▶ Given exercise:
Copy only the lines from the one containing "Expected: for every instance of the goal net, the" through the final line of the records below, exactly as written, with no pictures.

▶ Given data:
^^^^

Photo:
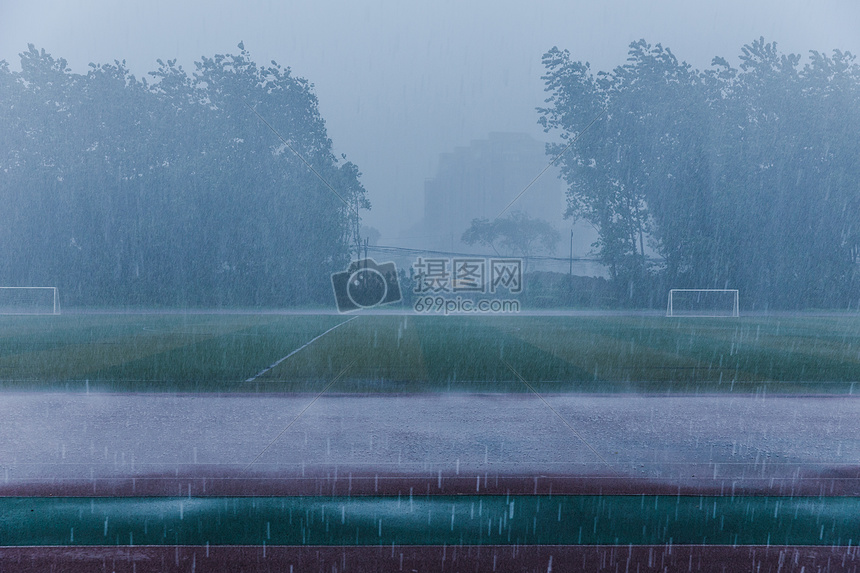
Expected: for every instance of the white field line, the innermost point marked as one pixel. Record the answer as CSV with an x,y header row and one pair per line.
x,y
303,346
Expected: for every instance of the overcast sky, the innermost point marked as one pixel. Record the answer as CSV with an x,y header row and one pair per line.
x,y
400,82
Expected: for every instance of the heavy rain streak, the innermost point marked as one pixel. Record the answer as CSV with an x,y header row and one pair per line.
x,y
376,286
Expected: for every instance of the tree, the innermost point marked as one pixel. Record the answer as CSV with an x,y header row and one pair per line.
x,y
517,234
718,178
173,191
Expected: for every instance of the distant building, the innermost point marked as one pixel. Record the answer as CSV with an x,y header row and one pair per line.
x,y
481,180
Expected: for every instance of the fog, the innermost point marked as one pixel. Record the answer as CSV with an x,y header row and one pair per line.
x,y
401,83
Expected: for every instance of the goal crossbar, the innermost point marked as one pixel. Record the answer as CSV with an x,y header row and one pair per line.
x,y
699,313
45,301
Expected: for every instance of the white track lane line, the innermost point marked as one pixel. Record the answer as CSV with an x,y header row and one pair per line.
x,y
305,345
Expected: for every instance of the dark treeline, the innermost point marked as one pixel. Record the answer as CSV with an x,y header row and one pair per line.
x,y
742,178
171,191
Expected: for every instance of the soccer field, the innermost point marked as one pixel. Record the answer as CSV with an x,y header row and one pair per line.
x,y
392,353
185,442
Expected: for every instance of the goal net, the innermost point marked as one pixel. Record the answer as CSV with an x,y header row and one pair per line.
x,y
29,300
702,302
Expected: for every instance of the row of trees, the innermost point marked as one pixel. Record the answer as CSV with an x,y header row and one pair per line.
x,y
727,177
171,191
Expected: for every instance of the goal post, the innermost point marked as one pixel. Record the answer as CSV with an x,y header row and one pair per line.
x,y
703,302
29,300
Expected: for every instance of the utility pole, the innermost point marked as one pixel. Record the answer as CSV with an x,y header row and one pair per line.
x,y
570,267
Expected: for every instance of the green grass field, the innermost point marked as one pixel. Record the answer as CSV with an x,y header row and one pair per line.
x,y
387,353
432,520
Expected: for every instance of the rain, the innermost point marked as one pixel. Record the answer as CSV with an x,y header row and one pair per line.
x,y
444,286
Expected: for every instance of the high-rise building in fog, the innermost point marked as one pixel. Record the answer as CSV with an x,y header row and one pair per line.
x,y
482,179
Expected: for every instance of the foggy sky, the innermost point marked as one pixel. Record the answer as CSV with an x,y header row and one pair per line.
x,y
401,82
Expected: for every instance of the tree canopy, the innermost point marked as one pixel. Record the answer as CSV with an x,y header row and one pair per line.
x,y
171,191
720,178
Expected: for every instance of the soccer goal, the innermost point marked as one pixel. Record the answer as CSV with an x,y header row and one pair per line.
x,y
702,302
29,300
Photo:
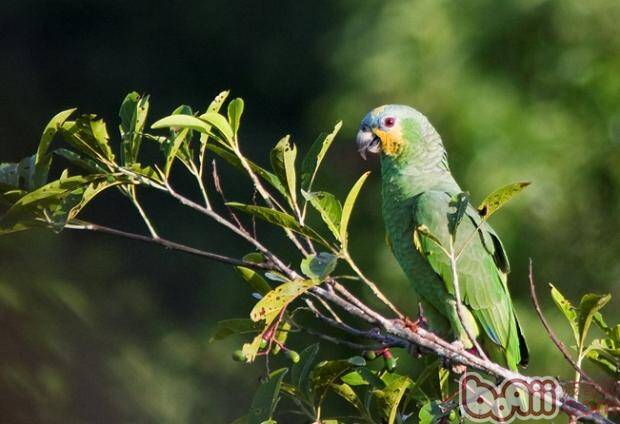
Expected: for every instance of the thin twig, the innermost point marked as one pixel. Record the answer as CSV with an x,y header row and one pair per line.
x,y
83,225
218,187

^^^^

▶ Written solution:
Expected: for every instance of the goal net, the innermost point marked as one pixel. Record the answer as CSV with an x,y header row and one pair per line.
x,y
29,300
702,302
Expected: for every instance of the row of trees, the innermost point marked as one pixel. Record the answer as CSV with an x,y header row and one pair per line.
x,y
727,177
171,191
Expected: for every instance of the goal post, the innermost point marked as one pixel. Record the answer as CSV with an x,y header row and one pair per line.
x,y
703,302
29,300
Expected: for every instance of the utility pole, the innermost point marked as one pixel. Record the answer as CSV with an x,y header row and one pair per line.
x,y
570,267
Expected: for every instance of the green grass field, the innermost point marked as one pixel. Record the answer as CSV with an x,y header row and one pair per line.
x,y
387,353
432,520
Expected: for every instance of the rain, the innermost point marked as one pixel. Record the answer as CSV with an x,y header row and one pair per line.
x,y
444,286
Expected: for every instance of the high-rise building in fog, the innermost point marked as one pixel. Record the answer as CSV with an x,y header row and one pair per line.
x,y
482,179
Expected: for every instance of the foggy sky, the innermost point marked as one pixel. Record the answer as CSV with an x,y header row and one pair per line.
x,y
401,82
Expected: for every instance of the tree canopy, the innermost point marked as one pixel. Record the answer as CSV with an x,y header row and one pair per line.
x,y
171,191
720,178
Expected: for every instance of the soccer goal, the innermost point marked as one pixel. Record the answer as CSV with an x,y header row and one pair per line.
x,y
702,302
29,300
Photo:
Expected: for every instance of the thin twig, the innermost point marked as one pixel. Record the answer as CSV with an x,y header row and one pair per line.
x,y
83,225
218,187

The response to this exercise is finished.